EXERCISE DIRECTIONS:
Everything from the line containing "[mark] the green" through the last line of the material must be restated word for word, and only that.
┏━━
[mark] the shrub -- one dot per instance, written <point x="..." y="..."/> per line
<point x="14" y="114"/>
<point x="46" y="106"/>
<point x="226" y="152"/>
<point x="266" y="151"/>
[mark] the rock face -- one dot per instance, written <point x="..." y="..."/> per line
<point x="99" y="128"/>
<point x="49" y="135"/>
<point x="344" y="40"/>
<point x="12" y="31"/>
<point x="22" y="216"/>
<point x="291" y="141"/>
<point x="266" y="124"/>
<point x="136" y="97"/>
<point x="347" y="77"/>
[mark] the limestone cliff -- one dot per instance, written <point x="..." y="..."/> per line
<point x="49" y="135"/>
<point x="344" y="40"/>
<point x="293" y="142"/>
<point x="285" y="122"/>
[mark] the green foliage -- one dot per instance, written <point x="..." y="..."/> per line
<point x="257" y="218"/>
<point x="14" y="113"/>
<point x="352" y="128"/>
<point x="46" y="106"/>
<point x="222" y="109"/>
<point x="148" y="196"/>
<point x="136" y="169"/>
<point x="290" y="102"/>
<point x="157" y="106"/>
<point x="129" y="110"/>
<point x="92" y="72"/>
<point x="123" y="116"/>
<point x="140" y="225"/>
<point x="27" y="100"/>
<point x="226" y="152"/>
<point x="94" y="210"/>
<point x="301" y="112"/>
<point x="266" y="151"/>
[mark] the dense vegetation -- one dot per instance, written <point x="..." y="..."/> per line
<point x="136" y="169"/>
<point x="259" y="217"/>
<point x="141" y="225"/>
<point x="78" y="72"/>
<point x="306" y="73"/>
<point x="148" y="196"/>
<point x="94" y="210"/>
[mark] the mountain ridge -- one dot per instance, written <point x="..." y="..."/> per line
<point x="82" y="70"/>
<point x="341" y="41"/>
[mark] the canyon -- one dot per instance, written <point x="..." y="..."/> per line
┗━━
YOUR RESPONSE:
[mark] the green foliage -- one dot per instance, written <point x="..." y="..."/> per line
<point x="257" y="218"/>
<point x="14" y="113"/>
<point x="352" y="128"/>
<point x="46" y="106"/>
<point x="222" y="109"/>
<point x="148" y="196"/>
<point x="136" y="169"/>
<point x="290" y="102"/>
<point x="157" y="106"/>
<point x="129" y="110"/>
<point x="92" y="72"/>
<point x="123" y="116"/>
<point x="140" y="225"/>
<point x="27" y="100"/>
<point x="226" y="152"/>
<point x="94" y="210"/>
<point x="301" y="112"/>
<point x="266" y="151"/>
[mark] the dense vegetation -- one dot per instance, written <point x="..." y="..."/> per line
<point x="136" y="169"/>
<point x="259" y="217"/>
<point x="141" y="225"/>
<point x="78" y="72"/>
<point x="306" y="73"/>
<point x="148" y="196"/>
<point x="94" y="210"/>
[mark] the mountain ridge -- one dot per instance, written <point x="..." y="..."/> per line
<point x="82" y="70"/>
<point x="341" y="41"/>
[mark] the canyon -- one dot per instance, written <point x="..." y="..."/> per line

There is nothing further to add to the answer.